DOCUMENT PASSAGE >>
—————

Using AI generated images as a video style guide for VFX

This volume of our AI journal delves into a potential experimental workflow for motion VFX. The process begins with raw footage from the real world, captured using a high-resolution cinema camera, and transforms it into vibrant animations by applying AI-generated effects with the help of Midjourney and Runway.

Upon observation, it appears that not many artists are immersing themselves in the technical aspects of their workflow, especially when it involves using multiple generative platforms in their professional practice.

The approach outlined below is intended to assist concept artists, editors, and storytellers in perceiving these AI platforms not as rivals replacing creative talent, but more as collaborative partners that can contribute to and enhance their thought processes.

Eco city generated Midjourney

Getting to know the AI-powered video-editing software

Runway is an AI-driven platform developed for creatives with a heightened focus on video generation and editing. The user interface is far more approachable than trying to create your own instance of Stable Diffusion on your local machine, and its speed of development updates is impressive.

I’ve been diving more into the capabilities of Runway’s Gen1 video tools and ~~eagerly await the release of Gen2~~. (Gen 2 came out while I was writing this post, stay tuned for a future Gen 2 update!)

Gen 1 video example with text prompt style guide, the prompt was “multidimensional shading, minimalistic forms, layered mesh, linear simplicity, bold, graphic lines”

For those transitioning from a "traditional" practice of media production and VFX to integrating a wider generative toolset, a noteworthy feature of Runway stands out. Its capacity to generate video effects from static reference images or a simple text prompt proves to be a highly innovative and practical feature.

Gen 2 offers a text-to-video feature. This allows users to simply describe their desired outcome and the system will generate a brief 4-second snippet based on the provided description and parameters, eliminating the need for any source footage.

Gen 2 text prompts from the Instagram community, with three iterations per prompt, created the clips above.

—————

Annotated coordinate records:
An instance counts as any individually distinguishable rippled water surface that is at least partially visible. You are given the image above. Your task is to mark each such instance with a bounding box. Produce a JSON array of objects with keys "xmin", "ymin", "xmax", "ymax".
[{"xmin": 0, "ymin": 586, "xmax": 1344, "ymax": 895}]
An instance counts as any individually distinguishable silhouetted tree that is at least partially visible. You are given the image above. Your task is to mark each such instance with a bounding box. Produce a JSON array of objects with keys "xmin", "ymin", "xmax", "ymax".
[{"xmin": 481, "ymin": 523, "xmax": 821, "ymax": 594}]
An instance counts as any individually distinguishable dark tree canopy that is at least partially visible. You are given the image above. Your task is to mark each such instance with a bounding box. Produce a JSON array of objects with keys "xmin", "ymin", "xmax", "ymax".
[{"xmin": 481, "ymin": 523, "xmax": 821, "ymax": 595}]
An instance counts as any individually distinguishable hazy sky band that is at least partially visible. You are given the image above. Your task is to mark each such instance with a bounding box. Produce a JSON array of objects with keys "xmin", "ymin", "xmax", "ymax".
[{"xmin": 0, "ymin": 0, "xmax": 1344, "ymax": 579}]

—————

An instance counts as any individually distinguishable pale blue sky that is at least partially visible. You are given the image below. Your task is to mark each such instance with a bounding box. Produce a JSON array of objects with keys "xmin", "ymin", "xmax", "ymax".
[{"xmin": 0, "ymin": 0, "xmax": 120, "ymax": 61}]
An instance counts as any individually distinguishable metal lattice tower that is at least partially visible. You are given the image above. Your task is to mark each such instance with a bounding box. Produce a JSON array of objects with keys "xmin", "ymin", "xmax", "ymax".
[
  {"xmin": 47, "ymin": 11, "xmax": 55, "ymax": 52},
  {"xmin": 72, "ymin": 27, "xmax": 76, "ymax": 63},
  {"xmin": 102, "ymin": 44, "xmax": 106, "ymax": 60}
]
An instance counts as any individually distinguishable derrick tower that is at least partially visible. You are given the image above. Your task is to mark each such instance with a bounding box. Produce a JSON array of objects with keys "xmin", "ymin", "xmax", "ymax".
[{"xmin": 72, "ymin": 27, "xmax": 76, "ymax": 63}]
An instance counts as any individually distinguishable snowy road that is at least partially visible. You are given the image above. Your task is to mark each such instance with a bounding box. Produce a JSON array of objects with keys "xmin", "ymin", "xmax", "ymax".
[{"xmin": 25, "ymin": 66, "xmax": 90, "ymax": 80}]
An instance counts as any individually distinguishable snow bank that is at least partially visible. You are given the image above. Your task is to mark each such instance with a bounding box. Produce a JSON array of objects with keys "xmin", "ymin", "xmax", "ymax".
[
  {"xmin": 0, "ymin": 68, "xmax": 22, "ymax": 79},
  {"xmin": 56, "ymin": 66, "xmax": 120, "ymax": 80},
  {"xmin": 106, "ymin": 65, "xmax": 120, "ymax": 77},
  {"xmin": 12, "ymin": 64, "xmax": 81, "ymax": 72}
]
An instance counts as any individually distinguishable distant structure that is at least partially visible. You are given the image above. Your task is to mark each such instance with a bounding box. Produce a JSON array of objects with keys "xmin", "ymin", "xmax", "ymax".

—————

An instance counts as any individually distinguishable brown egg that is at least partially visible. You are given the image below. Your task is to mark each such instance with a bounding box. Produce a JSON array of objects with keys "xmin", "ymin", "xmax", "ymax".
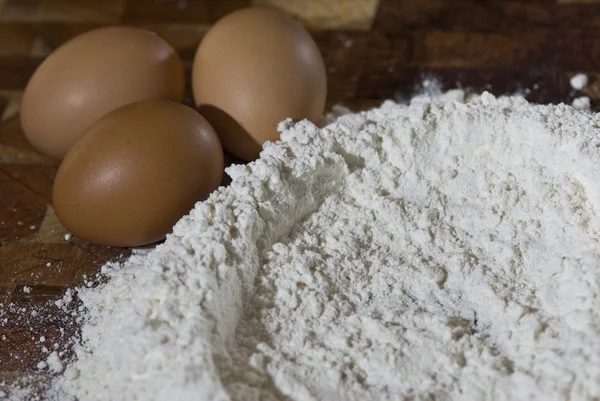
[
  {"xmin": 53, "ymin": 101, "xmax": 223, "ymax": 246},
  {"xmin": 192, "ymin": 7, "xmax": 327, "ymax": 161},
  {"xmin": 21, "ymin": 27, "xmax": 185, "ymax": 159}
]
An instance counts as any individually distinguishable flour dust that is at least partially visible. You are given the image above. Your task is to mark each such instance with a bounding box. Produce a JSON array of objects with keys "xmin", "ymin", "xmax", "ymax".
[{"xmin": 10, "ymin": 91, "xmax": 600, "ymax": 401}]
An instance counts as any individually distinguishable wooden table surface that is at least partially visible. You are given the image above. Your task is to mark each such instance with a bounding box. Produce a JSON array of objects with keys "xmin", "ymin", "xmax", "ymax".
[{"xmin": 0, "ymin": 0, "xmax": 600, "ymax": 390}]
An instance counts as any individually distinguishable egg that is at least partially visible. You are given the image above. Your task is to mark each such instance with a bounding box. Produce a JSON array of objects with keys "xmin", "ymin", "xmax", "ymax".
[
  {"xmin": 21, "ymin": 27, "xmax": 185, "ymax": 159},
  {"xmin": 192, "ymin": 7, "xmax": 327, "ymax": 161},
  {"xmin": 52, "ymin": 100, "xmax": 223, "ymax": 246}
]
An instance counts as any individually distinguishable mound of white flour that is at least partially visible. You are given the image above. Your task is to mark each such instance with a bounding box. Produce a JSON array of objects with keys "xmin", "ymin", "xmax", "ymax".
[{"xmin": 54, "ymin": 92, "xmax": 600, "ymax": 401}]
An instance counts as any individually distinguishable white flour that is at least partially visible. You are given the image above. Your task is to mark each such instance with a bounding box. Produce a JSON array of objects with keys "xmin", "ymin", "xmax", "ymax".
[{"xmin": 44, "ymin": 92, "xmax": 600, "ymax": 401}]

—————

GIVEN INSTRUCTION 1 >>
Copy out the article on AI-generated video effects, beginning at the words "Gen 1 video" and stopping after the words "the clips above.".
GIVEN INSTRUCTION 2 >>
Can you extend the article on AI-generated video effects, picking up after its last sentence?
The material above has no connection to the article on AI-generated video effects.

WRITTEN ANSWER 1 >>
Gen 1 video example with text prompt style guide, the prompt was “multidimensional shading, minimalistic forms, layered mesh, linear simplicity, bold, graphic lines”

For those transitioning from a "traditional" practice of media production and VFX to integrating a wider generative toolset, a noteworthy feature of Runway stands out. Its capacity to generate video effects from static reference images or a simple text prompt proves to be a highly innovative and practical feature.

Gen 2 offers a text-to-video feature. This allows users to simply describe their desired outcome and the system will generate a brief 4-second snippet based on the provided description and parameters, eliminating the need for any source footage.

Gen 2 text prompts from the Instagram community, with three iterations per prompt, created the clips above.

WRITTEN ANSWER 2 >>
Nonetheless, the output from these features comes at a cost; $10 will afford you 71 seconds of rendered footage. Furthermore, clips are restricted to a maximum of 4 seconds. The path to making these features broadly desirable for commercial scaling is still a long one. For this experiment, the total expenditure amounted to approximately $50.

Harnessing Runway’s editing and Midjourney’s capabilities

These capabilities can inspire thought around how to better craft images and videos during the pre-production and filming stages. The learnings gleaned from this process are certainly worth sharing.

To illustrate, consider an example of a recent experimental workflow that leverages both Midjourney and Runway. With Gen1, you can make use of image-to-video and text-to-video styling. This means you can shape your output footage by either describing it with a text prompt or uploading an image or illustration to guide the aesthetic of your video footage.

Futuristic scifi ice city generated by Midjourney

eco city generated by midjourney

MidJourney was utilized to generate two distinctly different city skylines, one echoing the aesthetics of a green, eco-brutalist city and the other portraying an icy polar landscape. These were then applied as style guides to a short series of clips, filmed at LACMA’s Chris Burden’s “Metropolis 2” sculpture. (image via LACMA)

Chris Burden's Metropolis II at LACMA

Upon reviewing all the captured footage, the process started with traditional techniques such as cutting and color editing using Premiere. The clips were intentionally kept to a maximum duration of 4 seconds, given that this is the current limitation that Runway can handle for this particular rendering process.

traditional digital timeline editing in Adobe Premiere

Upon crafting a sequence that was satisfactory, all the color-graded and nested footage was batch exported using Adobe Media Encoder. Additionally, a collection of stills was extracted from each of the clips within the sequence, directly from the Premiere timeline.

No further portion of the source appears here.